:: Data ::

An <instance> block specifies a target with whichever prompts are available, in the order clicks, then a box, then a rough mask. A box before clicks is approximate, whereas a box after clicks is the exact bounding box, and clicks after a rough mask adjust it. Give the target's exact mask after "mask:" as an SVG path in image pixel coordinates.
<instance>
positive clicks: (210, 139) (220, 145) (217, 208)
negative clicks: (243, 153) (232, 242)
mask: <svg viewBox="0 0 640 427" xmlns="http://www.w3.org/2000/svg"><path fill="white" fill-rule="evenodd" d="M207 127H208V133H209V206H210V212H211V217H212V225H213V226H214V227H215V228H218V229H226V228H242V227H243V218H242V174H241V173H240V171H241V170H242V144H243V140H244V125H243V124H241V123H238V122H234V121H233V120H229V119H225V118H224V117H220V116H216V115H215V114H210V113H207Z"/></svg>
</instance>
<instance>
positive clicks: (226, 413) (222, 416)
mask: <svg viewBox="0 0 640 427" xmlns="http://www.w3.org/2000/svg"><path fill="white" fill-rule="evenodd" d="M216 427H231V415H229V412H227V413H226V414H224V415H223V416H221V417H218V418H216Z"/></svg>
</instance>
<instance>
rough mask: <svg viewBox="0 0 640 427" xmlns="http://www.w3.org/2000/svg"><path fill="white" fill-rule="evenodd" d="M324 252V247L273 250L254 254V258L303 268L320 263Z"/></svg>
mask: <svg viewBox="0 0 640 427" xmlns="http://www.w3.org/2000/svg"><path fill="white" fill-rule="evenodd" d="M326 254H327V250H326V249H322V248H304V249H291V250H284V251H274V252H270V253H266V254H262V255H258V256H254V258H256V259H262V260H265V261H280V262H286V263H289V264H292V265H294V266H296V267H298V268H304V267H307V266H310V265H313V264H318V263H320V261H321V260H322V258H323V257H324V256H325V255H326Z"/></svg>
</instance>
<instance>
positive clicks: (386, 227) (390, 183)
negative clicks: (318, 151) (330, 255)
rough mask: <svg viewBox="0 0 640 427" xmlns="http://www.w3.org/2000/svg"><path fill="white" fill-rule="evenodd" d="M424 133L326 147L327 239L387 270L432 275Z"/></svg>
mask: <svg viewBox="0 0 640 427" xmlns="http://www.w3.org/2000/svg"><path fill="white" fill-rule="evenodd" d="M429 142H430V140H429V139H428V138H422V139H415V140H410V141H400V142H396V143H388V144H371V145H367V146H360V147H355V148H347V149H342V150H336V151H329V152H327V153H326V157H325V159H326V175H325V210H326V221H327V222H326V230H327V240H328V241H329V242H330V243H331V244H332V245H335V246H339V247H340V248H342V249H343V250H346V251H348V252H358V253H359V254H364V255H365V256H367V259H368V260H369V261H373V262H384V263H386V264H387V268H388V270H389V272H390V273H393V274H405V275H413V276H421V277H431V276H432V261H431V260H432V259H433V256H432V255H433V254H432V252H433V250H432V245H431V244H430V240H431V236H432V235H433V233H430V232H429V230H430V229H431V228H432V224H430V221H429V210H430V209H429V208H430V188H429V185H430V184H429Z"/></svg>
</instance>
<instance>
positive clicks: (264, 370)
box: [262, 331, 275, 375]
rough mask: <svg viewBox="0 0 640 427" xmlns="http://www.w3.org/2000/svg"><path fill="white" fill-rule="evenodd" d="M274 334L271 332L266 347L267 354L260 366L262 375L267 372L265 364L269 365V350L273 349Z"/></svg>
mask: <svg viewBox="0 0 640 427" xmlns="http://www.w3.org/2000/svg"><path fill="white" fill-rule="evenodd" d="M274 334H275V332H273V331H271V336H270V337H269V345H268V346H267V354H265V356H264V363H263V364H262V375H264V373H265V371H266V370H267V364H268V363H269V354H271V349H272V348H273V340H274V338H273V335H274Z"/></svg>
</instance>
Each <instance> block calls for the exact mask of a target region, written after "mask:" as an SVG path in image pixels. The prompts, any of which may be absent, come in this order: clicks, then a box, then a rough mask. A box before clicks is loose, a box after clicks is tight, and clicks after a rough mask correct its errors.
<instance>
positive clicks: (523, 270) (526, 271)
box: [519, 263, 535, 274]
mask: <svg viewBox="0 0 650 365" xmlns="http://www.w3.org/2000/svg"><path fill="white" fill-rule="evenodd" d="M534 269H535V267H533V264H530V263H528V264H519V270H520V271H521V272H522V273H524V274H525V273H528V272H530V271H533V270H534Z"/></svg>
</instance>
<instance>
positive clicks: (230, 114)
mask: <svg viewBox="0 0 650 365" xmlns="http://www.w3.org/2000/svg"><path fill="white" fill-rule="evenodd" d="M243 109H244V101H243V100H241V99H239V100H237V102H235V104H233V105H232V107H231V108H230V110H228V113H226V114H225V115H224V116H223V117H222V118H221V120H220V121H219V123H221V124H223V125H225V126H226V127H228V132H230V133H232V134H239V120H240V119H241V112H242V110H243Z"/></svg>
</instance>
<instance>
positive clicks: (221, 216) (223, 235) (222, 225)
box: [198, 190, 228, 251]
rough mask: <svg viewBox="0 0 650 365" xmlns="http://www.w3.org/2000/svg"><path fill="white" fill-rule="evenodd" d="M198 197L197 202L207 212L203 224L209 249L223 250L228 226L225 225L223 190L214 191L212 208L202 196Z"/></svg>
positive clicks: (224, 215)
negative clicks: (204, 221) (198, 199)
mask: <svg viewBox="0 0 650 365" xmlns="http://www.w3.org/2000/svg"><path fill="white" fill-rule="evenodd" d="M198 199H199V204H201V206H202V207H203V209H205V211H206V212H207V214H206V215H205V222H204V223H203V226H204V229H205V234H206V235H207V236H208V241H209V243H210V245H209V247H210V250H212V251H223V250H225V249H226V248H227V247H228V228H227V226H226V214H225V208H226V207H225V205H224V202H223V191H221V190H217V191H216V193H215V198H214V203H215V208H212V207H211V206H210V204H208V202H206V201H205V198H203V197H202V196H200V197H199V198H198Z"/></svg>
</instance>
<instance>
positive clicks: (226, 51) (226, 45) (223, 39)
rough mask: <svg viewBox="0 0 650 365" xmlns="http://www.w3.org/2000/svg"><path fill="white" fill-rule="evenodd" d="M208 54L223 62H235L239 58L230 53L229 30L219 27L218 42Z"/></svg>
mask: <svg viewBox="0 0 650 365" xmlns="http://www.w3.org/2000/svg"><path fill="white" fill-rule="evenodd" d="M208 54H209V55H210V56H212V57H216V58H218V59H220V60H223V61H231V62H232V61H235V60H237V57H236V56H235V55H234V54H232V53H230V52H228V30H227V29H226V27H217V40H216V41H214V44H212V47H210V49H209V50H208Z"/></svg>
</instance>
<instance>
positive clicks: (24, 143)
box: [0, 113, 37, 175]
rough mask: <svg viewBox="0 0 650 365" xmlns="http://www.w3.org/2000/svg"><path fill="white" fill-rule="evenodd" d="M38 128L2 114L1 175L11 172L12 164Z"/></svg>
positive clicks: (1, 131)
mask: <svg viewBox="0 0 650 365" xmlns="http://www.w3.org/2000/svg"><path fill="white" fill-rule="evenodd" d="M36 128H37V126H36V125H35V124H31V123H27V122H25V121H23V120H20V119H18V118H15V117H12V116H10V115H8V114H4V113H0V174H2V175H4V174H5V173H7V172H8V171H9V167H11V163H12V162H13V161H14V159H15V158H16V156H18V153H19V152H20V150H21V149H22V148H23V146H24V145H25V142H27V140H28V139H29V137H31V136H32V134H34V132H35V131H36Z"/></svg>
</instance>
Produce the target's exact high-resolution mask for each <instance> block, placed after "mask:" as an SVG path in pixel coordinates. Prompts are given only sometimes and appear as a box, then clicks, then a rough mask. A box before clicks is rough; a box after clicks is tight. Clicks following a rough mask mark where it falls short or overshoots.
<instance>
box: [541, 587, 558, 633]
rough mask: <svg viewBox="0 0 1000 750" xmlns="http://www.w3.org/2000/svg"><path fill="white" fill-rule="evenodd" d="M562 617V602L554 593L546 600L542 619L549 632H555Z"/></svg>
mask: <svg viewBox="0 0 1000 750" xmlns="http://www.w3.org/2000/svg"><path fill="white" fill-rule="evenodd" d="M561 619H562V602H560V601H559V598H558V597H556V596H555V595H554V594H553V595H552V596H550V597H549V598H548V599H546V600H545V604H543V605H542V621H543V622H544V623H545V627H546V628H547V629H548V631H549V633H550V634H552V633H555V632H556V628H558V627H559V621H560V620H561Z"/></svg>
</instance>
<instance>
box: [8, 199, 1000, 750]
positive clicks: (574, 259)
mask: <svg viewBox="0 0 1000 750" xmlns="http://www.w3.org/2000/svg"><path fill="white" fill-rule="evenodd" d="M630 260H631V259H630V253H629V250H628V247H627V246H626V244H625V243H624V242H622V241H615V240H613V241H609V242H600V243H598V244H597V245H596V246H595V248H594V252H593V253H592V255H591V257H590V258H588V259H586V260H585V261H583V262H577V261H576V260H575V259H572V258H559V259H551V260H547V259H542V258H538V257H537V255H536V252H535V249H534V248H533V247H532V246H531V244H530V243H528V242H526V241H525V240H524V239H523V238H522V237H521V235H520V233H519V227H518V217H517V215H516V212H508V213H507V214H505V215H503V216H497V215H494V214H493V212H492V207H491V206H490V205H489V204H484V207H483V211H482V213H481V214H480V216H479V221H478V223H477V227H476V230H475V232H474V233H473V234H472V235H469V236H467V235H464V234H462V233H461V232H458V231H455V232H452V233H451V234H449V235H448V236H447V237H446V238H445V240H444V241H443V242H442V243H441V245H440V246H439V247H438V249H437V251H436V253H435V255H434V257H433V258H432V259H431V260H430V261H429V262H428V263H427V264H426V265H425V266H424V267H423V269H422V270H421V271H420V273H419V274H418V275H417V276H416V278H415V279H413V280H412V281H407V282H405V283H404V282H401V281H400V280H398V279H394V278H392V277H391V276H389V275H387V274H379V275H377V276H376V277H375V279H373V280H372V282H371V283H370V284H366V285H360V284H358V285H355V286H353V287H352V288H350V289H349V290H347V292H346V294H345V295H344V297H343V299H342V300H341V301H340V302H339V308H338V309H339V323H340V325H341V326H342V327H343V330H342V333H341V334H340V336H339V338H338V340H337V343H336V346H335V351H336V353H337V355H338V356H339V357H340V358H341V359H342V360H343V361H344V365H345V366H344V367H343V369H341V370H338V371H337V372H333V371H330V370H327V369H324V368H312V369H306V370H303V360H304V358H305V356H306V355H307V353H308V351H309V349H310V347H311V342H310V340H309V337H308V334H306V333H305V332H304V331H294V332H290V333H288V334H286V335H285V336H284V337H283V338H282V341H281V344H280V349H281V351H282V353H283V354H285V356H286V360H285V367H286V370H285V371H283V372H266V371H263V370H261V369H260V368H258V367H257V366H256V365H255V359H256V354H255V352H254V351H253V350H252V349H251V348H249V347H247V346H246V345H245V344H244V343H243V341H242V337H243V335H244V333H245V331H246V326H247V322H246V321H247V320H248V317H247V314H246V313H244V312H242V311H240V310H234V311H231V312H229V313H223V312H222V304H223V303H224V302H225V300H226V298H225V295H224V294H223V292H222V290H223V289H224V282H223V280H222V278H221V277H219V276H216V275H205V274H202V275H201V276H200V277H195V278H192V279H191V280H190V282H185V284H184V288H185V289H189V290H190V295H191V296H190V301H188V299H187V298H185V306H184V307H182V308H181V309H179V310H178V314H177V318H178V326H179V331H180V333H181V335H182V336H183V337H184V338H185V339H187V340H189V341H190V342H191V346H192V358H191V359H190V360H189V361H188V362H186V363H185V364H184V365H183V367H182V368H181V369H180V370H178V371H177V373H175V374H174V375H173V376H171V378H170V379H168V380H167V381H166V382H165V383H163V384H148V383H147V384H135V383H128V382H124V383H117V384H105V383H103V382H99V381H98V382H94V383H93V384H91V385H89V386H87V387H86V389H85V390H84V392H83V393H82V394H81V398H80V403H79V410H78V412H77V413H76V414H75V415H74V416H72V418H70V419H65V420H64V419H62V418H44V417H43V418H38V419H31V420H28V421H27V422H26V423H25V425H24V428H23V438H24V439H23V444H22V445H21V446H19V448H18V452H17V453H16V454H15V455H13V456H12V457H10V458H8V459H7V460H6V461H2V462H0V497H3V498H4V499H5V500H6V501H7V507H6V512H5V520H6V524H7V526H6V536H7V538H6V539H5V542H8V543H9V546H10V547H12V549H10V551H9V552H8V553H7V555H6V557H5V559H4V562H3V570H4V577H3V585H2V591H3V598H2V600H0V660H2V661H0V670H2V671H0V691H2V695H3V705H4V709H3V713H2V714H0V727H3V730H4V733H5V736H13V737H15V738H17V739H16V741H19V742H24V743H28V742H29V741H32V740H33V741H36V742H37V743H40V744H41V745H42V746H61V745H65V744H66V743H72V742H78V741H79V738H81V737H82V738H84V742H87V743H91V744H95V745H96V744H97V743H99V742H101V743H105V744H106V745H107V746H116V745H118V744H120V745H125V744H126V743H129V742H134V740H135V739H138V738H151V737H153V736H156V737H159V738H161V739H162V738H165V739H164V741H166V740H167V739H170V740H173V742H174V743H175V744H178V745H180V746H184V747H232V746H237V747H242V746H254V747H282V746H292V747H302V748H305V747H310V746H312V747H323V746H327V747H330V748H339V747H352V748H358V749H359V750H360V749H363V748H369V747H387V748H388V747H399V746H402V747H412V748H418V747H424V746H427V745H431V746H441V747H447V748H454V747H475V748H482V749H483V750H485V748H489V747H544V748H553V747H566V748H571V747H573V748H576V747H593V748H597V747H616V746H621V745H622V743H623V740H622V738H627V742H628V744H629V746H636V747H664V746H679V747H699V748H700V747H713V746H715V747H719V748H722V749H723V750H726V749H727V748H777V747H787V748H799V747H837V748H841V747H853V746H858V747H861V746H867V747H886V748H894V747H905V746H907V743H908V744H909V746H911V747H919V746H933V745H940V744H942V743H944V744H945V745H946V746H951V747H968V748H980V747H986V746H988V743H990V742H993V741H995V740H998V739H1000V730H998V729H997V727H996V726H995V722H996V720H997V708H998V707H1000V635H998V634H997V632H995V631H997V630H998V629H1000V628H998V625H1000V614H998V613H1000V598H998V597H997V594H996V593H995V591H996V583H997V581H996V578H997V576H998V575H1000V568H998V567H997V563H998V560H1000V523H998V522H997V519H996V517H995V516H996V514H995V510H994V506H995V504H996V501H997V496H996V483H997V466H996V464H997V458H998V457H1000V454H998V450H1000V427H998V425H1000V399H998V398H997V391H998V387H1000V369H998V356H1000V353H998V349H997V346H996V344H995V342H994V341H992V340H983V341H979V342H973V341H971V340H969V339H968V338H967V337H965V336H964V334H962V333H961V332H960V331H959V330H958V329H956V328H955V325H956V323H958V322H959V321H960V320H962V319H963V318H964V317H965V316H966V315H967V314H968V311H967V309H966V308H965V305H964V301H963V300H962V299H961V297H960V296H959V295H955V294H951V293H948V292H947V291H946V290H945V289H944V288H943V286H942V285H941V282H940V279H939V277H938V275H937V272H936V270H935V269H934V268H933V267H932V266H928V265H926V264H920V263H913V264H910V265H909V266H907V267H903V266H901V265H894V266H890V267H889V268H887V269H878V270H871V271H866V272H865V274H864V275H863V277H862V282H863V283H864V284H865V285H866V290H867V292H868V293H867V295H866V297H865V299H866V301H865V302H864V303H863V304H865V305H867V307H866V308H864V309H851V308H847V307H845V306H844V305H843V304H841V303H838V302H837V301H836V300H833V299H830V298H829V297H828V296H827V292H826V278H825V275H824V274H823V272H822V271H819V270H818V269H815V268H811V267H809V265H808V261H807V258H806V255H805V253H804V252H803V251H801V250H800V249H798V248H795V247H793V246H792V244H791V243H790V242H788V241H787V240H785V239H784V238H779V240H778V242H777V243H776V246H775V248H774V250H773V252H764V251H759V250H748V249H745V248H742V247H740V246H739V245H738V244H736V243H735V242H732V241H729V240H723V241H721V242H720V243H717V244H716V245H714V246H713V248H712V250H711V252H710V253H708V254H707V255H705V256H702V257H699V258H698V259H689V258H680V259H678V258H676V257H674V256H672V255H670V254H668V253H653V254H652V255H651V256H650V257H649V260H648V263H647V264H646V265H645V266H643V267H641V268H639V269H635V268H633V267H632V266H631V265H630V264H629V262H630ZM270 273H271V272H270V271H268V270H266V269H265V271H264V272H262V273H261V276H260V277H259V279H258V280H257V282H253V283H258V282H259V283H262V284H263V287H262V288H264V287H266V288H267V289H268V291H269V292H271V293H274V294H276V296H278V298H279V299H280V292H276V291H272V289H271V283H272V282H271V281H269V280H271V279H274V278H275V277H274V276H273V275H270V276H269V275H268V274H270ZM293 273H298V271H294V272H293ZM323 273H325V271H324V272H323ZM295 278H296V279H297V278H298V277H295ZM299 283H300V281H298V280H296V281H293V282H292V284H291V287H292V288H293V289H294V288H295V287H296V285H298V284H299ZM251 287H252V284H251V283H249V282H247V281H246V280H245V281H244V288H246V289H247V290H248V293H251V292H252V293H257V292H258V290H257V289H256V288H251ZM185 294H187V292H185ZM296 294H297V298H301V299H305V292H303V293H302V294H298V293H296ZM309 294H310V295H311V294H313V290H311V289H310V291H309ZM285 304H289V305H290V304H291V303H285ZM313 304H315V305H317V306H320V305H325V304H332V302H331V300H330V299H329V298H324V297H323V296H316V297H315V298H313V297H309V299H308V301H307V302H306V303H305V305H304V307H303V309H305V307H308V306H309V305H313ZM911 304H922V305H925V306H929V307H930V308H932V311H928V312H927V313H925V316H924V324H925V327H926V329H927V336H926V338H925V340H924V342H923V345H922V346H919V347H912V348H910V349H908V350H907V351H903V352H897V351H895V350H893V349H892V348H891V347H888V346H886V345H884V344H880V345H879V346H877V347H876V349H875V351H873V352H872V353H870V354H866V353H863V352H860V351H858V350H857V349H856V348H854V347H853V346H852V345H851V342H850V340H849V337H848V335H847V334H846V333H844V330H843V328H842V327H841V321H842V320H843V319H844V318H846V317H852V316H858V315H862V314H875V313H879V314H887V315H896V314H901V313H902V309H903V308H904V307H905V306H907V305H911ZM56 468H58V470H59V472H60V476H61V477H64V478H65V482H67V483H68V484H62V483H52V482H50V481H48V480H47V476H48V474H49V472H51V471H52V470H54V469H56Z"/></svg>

:::

→ Task: Using the entries above, output exactly the lines between the line holding "252V247L273 250L254 254V258L303" and the line holding "box: [262, 331, 275, 375]", end lines included, and nothing more.

→ Solution:
rough mask: <svg viewBox="0 0 640 427" xmlns="http://www.w3.org/2000/svg"><path fill="white" fill-rule="evenodd" d="M324 252V247L273 250L254 254V258L303 268L320 263Z"/></svg>
mask: <svg viewBox="0 0 640 427" xmlns="http://www.w3.org/2000/svg"><path fill="white" fill-rule="evenodd" d="M326 254H327V250H326V249H322V248H304V249H291V250H284V251H274V252H270V253H266V254H262V255H258V256H254V258H256V259H262V260H265V261H280V262H286V263H289V264H292V265H294V266H296V267H298V268H304V267H307V266H310V265H313V264H318V263H320V261H321V260H322V258H323V257H324V256H325V255H326Z"/></svg>
</instance>
<instance>
positive clicks: (386, 227) (390, 183)
negative clicks: (318, 151) (330, 255)
rough mask: <svg viewBox="0 0 640 427" xmlns="http://www.w3.org/2000/svg"><path fill="white" fill-rule="evenodd" d="M424 133L326 147L327 239L387 270L432 275Z"/></svg>
mask: <svg viewBox="0 0 640 427" xmlns="http://www.w3.org/2000/svg"><path fill="white" fill-rule="evenodd" d="M429 142H430V140H429V139H428V138H422V139H415V140H410V141H400V142H396V143H388V144H371V145H367V146H360V147H355V148H347V149H342V150H336V151H329V152H327V153H326V157H325V159H326V175H325V210H326V221H327V222H326V230H327V240H328V241H329V242H330V243H331V244H332V245H335V246H339V247H340V248H342V249H343V250H346V251H348V252H358V253H359V254H364V255H365V256H367V259H368V260H369V261H373V262H384V263H386V264H387V268H388V270H389V272H390V273H393V274H405V275H413V276H421V277H431V276H432V261H431V260H432V259H433V256H432V255H433V254H432V252H433V250H432V245H431V244H430V240H431V236H432V235H433V233H430V232H429V230H430V229H431V228H432V224H430V221H429V210H430V209H429V208H430V188H429V185H430V184H429Z"/></svg>
</instance>
<instance>
positive clicks: (264, 370)
box: [262, 331, 275, 375]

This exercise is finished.